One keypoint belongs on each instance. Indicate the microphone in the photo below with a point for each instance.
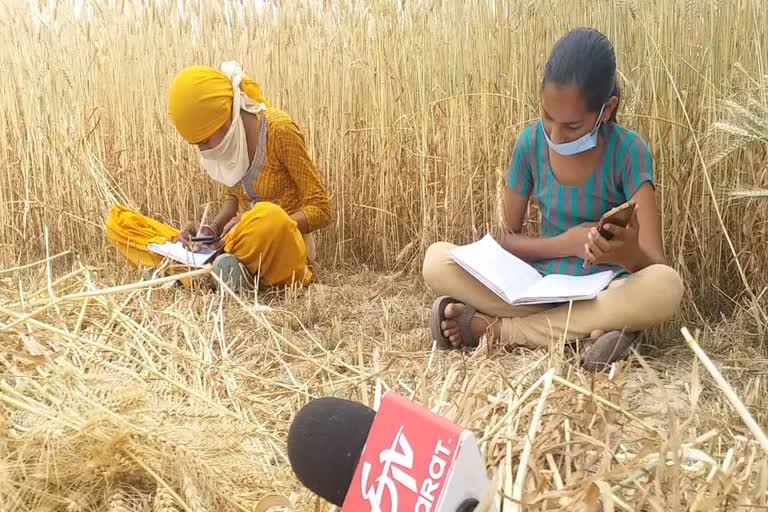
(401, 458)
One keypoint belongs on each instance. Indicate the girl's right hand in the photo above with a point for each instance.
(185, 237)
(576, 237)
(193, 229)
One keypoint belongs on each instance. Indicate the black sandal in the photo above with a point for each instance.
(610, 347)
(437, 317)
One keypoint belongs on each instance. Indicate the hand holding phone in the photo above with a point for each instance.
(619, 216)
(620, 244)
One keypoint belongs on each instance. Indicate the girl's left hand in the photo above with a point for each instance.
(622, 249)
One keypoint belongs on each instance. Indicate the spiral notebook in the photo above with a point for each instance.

**Do this**. Copy all of the entries above word for word, leaving out the pictures.

**Task answer**.
One keypoint belongs on each instance. Indicate the microphone in the photo below with a point for each instance.
(401, 458)
One keypoint belongs on each instance. Indicate the girl's right hand in the photo above with a point for each instance.
(185, 237)
(576, 237)
(193, 229)
One keypoint belongs on each instance. Indicate the black sandal in the photo above with a point for each instance.
(610, 347)
(437, 317)
One keypoint belongs on each instance. Indicate the hand holding phone in the photo above with a point for each instance.
(619, 216)
(620, 244)
One keypoint belongs on each instance. Indicate the girl's left hand in the photo above with a point for each instance.
(622, 249)
One keypoint belongs on each instance. Indicate the spiral notebook in the photo above with a point for each instance.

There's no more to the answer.